= SET PROBLEM =
In the passage on quadratic functions below, what is the axis of symmetry for graph A?

Identifying Characteristics of Quadratic Functions

Instead of looking at each function separately, we'll look at the characteristics individually and summarize our findings in a table at the end.

First, let's consider the direction of the parabolas. We can see that $A$ and $C$ open upward, and that $B$ opens downward. The direction of a parabola determines whether the vertex is a minimum or a maximum. Thus, the vertices of $A$ and $C$ are minimums while the vertex of $B$ is a maximum. The vertex for each graph is found at the minimum or maximum of the function. For $A,$ the vertex lies at $(2,\text{-}4).$ Similarly, $B$'s vertex lies at $(\text{-}2,2)$, and $C$ has its vertex at $(0,\text{-}6).$ The axis of symmetry is the vertical line that intersects the vertex. Therefore, the axis of symmetry for graph $A$ is $x=2,$ for $B$ it's $x=\text{-}2$ and for $C$ it is $x=0.$ The $y$-intercepts are found where the parabolas intercept the $y$-axis. $A$ has the $y$-intercept $y=0$, $B$ has $y=\text{-}2$ and $C$ has $y=\text{-}6$. One of the options, $y=4,$ does not coincide with any graph.

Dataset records
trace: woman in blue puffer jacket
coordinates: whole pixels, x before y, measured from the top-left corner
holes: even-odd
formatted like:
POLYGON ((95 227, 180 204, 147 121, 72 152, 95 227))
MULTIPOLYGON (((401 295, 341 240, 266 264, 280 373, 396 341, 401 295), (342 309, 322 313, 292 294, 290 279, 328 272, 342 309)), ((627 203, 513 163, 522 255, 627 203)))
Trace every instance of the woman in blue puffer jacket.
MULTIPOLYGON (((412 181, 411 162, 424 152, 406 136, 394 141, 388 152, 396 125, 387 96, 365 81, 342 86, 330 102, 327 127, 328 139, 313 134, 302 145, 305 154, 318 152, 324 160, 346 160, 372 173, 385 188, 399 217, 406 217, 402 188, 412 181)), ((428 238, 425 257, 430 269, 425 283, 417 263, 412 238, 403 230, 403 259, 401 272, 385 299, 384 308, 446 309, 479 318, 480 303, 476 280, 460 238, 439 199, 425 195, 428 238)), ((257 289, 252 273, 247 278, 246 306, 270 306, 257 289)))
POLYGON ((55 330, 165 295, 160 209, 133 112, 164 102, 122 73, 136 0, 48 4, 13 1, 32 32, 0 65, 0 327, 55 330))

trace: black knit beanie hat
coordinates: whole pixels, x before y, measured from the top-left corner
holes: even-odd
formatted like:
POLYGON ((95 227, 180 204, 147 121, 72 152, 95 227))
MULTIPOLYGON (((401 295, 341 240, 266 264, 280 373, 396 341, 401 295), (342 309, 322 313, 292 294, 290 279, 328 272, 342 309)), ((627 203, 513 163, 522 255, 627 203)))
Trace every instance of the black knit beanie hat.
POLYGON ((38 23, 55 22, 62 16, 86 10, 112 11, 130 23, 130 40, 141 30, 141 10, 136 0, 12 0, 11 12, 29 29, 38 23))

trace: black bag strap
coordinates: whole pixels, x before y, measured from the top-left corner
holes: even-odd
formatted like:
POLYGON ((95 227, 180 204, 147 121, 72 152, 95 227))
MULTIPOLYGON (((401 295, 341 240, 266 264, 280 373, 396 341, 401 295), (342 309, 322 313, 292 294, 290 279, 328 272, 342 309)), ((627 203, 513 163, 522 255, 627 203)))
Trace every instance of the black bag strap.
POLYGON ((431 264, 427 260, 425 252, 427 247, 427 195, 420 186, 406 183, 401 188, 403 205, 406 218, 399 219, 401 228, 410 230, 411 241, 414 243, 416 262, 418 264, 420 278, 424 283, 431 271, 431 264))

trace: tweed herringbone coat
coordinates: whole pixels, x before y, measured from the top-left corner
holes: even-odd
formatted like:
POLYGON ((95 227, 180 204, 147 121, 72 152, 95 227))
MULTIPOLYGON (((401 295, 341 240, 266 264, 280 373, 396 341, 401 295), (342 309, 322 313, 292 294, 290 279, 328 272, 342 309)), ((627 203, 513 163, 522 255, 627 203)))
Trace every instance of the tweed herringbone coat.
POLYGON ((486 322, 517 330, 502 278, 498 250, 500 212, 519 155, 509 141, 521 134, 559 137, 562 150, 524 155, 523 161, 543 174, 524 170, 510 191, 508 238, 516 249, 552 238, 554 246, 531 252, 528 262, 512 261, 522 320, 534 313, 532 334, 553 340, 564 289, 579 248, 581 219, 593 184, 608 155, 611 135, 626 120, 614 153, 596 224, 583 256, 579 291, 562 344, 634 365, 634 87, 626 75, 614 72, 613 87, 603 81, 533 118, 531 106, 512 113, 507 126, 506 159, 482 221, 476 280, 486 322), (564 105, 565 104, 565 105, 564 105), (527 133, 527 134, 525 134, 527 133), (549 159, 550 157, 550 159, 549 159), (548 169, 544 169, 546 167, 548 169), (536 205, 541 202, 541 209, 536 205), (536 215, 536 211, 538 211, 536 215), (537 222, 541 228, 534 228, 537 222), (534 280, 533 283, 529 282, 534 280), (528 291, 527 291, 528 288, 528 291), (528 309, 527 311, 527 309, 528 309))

= ANSWER =
The axis of symmetry for graph A is x = 2.